## Requirement
Can you reproduce every one of the following lines word for word, with nothing changed?

** Start Excerpted records **

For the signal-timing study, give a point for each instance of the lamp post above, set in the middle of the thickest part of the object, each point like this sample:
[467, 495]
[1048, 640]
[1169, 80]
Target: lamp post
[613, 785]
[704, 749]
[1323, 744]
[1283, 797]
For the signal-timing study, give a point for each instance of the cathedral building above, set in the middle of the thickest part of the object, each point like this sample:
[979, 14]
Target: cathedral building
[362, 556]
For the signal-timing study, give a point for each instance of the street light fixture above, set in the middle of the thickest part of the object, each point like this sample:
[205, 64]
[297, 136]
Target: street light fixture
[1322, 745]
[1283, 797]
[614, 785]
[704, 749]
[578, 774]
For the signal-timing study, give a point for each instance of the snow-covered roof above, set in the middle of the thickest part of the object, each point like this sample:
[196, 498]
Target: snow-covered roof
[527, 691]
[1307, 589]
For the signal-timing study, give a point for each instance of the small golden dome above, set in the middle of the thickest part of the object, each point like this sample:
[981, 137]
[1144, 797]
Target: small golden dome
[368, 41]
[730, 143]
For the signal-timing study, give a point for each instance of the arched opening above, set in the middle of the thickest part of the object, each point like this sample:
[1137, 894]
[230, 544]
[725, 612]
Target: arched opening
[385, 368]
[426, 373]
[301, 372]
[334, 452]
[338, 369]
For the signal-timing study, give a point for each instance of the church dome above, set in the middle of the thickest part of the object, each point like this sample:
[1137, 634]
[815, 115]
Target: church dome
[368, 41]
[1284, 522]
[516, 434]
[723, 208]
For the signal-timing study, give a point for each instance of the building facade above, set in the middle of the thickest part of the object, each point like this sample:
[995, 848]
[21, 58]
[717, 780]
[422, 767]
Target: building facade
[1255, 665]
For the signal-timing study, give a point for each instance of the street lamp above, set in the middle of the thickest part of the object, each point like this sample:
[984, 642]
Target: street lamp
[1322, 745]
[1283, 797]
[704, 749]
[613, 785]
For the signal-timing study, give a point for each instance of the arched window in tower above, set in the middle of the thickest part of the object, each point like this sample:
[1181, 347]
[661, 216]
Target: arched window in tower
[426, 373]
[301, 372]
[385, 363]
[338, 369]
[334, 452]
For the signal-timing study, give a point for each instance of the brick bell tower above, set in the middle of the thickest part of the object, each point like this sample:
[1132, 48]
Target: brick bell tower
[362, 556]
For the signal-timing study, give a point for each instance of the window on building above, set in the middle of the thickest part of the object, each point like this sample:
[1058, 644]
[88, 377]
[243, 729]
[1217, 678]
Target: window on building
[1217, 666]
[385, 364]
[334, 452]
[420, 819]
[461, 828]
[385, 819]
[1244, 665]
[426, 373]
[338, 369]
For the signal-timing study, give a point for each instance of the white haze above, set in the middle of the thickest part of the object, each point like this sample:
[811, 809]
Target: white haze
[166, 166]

** End Excerpted records **

## Task solution
For the signal-timing study, give a point for each instance of the lamp post above, set in the middle of the thickest part of the object, each point like this sample:
[467, 495]
[1048, 640]
[1169, 80]
Target: lamp post
[613, 785]
[704, 749]
[1323, 744]
[1283, 797]
For the signal-timing study, give a point for each instance of the cathedral building above, set in the middle of the thickest part of the object, each point like this sample:
[979, 14]
Target: cathedral building
[362, 556]
For the signal-timing study, give a point for each instance of the street light fixture above, set in the middle of the thickest part of the object, each point like this sample:
[205, 64]
[297, 136]
Target: street light fixture
[1322, 745]
[1283, 797]
[614, 785]
[704, 749]
[578, 774]
For the signal-timing study, give a point for each instance of the snow-covered roof above, set in the middle of the thickest part of the object, each point like this sample:
[196, 498]
Target: snow-covered roof
[527, 691]
[1307, 589]
For the signal-timing study, give a point for each instance of the small golden dome above, set in the middle of the thickest part of the object, each point like this sample:
[981, 137]
[1144, 797]
Target: small golden dome
[368, 41]
[730, 143]
For the signal-timing study, give a point for each instance of the arched opening above, set in the middle of the thickest part of the object, each point like this sample:
[1137, 894]
[230, 544]
[725, 612]
Target: arched opening
[385, 368]
[426, 373]
[301, 372]
[334, 452]
[338, 369]
For the signal-timing study, give a point for each instance of the church dome above, set in the middle of the thickest part of the object, each point like this sample:
[1137, 634]
[815, 115]
Target: church dome
[368, 41]
[1284, 522]
[516, 434]
[723, 208]
For the signal-timing study, give a point for each instance of the building facade above, set in the middle of the thickest part of the object, each point like this sample:
[995, 848]
[21, 58]
[717, 780]
[422, 767]
Target: building facade
[1255, 665]
For the signal-timing study, give a point for each instance of the street lamp above, set in the middle of the thickest part of the object, each point like this sample:
[984, 642]
Target: street lamp
[1322, 745]
[1283, 797]
[704, 749]
[613, 785]
For the signal-timing study, give a point for each instance of the arched window in tower above, set in the middle of the thickest part of the object, each point like this sample:
[1181, 347]
[661, 216]
Target: arched window in tower
[426, 373]
[301, 372]
[385, 363]
[338, 369]
[334, 452]
For the signal-timing study, give a point for each instance of the brick bell tower above, set in the middle of the thickest part of the object, each point like this sample:
[1132, 48]
Target: brick bell tower
[362, 556]
For the signal-timing study, give a point for each instance of the window on building above, set in the middle of the thickest part of the object, each point like this sample:
[1058, 644]
[88, 377]
[243, 729]
[1217, 678]
Target: window on building
[1217, 666]
[385, 364]
[334, 452]
[420, 819]
[461, 828]
[385, 819]
[1244, 665]
[426, 373]
[338, 369]
For the signal-timing study, give a point for each instance of the white haze above, set in the middle of the thickest part of the object, each point like this sample:
[811, 809]
Target: white haze
[166, 166]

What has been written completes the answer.